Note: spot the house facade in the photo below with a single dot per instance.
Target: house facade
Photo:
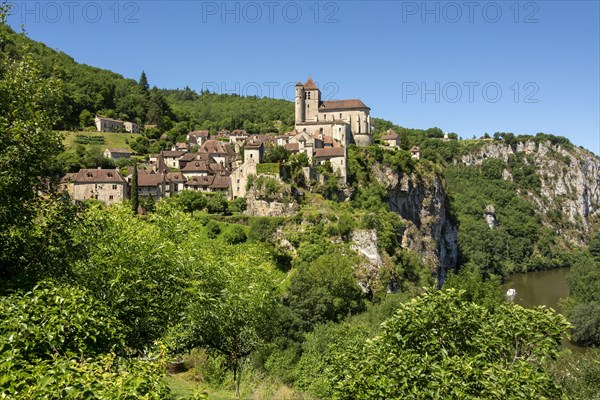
(106, 185)
(347, 121)
(117, 153)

PROMPT:
Among the lines of the data, find every one that holds "house" and copy it.

RESPONSE AREA:
Note: spot the house facade in the photo below with a single dot per instance.
Target: house facade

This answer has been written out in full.